═════ RECORDS FOR THIS EXERCISE
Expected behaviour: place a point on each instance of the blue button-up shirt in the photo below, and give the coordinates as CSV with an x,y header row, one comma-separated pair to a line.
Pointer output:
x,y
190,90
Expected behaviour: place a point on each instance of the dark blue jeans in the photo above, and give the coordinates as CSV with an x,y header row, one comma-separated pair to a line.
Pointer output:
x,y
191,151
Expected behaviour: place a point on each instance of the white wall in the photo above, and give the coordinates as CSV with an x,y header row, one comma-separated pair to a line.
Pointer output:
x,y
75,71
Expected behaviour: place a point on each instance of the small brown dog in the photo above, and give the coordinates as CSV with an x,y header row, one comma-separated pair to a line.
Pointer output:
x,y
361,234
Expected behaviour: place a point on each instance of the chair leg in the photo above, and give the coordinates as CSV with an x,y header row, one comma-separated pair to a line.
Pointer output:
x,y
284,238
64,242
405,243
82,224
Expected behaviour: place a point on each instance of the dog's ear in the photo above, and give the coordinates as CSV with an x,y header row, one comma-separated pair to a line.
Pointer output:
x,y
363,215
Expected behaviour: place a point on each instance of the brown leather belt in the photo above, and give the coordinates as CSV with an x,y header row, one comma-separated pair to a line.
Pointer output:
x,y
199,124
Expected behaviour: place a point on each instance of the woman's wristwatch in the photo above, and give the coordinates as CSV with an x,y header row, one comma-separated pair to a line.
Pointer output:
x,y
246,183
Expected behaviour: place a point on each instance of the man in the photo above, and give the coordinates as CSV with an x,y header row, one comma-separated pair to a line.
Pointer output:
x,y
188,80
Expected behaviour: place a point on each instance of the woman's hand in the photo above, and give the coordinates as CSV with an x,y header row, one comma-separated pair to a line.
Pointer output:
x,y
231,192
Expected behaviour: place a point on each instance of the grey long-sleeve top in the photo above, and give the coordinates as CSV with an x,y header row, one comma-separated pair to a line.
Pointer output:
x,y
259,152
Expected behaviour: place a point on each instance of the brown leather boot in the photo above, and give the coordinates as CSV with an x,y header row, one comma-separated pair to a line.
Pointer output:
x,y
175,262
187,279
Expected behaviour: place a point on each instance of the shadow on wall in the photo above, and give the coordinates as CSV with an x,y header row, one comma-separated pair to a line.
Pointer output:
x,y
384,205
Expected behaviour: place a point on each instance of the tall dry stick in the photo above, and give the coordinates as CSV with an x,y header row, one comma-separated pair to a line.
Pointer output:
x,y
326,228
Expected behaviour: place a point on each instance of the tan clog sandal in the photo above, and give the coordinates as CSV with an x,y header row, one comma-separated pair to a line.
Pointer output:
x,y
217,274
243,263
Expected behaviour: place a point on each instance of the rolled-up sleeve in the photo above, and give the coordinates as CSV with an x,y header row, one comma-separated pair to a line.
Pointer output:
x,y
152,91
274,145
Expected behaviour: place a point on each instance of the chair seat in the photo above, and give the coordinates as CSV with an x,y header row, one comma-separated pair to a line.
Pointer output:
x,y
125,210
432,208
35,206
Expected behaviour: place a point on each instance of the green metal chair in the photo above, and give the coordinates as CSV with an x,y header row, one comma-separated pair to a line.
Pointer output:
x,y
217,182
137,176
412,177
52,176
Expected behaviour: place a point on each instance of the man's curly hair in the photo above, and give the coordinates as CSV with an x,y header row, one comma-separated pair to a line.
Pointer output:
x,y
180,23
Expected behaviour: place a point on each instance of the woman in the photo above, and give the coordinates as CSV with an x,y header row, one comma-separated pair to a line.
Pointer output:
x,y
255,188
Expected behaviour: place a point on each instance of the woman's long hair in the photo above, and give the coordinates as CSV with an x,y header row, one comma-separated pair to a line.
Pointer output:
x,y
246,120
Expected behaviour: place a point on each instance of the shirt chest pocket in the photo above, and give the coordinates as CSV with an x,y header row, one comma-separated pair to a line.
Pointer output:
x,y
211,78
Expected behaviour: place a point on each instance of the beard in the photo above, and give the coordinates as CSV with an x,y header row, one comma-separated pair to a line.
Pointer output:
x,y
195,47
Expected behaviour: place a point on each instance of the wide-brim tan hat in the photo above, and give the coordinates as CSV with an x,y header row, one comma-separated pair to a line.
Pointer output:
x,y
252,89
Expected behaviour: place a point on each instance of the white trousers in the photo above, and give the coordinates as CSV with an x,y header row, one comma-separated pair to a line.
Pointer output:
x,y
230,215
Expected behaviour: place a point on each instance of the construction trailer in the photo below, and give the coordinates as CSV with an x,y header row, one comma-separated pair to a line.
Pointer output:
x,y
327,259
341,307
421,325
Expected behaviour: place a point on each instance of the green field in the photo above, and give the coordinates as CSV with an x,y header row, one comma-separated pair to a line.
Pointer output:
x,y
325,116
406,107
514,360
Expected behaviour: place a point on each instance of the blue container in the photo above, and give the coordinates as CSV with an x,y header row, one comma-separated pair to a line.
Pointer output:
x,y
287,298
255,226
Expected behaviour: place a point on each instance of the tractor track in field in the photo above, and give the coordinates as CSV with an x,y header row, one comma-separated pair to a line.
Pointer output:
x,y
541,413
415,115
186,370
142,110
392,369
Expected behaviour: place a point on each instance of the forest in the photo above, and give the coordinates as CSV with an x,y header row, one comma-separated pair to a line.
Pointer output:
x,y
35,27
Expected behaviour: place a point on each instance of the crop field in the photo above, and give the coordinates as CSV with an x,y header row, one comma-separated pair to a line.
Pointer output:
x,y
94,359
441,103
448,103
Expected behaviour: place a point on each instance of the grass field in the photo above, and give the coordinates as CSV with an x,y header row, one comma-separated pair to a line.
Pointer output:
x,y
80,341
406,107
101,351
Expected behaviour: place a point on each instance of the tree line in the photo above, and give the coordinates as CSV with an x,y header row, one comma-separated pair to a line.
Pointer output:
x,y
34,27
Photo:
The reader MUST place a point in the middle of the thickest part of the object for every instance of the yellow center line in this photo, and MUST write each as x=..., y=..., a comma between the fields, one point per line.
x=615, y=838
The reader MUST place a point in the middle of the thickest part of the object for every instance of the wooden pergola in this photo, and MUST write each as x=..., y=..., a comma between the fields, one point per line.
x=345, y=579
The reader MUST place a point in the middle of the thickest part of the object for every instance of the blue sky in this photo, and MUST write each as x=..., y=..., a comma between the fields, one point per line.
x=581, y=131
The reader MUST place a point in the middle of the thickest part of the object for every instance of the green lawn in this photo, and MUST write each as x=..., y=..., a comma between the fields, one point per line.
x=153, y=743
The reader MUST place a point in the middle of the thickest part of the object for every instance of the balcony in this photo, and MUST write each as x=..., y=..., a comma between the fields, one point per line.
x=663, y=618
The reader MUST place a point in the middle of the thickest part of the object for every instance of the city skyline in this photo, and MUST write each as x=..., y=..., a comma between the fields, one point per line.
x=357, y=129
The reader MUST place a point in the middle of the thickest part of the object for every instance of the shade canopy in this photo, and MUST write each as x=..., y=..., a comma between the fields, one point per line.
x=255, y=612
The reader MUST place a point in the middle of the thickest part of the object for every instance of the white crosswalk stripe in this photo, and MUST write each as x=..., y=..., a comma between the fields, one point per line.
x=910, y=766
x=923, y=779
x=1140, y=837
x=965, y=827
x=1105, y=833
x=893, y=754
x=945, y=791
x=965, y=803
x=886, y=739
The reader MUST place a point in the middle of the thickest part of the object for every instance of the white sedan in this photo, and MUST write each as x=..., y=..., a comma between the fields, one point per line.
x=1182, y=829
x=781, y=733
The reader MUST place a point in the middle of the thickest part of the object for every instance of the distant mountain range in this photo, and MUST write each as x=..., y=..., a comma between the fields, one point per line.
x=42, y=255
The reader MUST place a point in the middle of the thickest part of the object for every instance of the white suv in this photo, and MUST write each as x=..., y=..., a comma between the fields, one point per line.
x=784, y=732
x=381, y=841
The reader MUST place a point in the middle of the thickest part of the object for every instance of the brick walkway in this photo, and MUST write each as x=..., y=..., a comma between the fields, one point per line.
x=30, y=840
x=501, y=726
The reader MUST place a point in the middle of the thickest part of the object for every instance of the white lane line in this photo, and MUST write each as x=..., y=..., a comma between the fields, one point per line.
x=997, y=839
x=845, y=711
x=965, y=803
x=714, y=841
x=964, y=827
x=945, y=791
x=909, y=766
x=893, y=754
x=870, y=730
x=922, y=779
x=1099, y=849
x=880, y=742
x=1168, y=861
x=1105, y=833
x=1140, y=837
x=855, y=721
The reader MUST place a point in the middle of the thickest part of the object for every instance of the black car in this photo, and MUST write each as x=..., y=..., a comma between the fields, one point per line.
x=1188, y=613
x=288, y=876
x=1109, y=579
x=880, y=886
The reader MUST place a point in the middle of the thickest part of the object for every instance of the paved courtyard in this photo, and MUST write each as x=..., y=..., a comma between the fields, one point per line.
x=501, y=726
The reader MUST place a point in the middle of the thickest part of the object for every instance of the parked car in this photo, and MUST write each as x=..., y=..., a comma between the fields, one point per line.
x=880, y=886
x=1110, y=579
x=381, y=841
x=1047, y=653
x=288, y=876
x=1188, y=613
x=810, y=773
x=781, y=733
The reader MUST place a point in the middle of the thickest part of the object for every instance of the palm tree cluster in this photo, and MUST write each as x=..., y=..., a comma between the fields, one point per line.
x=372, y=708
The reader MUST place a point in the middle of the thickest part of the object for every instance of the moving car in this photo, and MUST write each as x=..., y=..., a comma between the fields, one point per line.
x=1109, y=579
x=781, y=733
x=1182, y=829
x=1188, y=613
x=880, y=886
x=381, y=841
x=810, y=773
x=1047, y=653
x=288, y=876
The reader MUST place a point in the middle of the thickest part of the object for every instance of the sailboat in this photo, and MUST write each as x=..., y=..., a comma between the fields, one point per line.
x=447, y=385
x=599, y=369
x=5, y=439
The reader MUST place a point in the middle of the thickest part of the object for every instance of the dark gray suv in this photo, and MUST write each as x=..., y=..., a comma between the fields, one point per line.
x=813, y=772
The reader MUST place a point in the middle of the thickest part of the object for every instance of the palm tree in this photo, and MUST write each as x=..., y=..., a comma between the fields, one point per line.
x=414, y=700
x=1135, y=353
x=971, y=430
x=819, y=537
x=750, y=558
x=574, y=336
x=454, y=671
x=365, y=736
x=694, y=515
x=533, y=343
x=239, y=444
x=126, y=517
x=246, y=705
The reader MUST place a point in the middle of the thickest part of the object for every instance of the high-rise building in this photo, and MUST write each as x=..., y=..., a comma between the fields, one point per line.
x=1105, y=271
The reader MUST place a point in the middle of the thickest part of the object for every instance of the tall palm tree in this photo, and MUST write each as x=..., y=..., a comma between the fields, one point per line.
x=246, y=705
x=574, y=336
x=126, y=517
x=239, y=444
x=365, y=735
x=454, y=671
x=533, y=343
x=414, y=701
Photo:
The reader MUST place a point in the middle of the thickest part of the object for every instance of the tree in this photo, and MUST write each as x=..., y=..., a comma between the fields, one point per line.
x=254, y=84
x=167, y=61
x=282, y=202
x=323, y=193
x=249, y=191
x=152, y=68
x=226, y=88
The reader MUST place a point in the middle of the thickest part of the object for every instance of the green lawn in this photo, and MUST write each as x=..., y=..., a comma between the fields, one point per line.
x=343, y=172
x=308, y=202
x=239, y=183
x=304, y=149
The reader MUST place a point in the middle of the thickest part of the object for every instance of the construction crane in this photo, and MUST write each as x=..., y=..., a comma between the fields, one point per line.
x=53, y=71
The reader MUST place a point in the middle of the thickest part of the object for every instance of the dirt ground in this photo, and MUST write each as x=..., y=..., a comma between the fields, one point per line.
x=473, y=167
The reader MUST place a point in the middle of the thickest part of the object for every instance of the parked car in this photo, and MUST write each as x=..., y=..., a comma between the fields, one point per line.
══════════
TASK INSTRUCTIONS
Arrange the records running from the line that contains "the white crosswalk" through the line that contains "x=886, y=739", both included, as a JSON list of strings with one string per line and blank lines left out.

RESPONSE
[
  "The reader MUST place a point in the middle of the thickest part of the object for every instance of the white crosswalk stripe in this photo, and MUST write each as x=..., y=..., a comma between the fields, one point per line.",
  "x=910, y=766",
  "x=923, y=779",
  "x=1140, y=837",
  "x=965, y=827",
  "x=1105, y=833",
  "x=893, y=754",
  "x=945, y=791",
  "x=965, y=803",
  "x=886, y=739"
]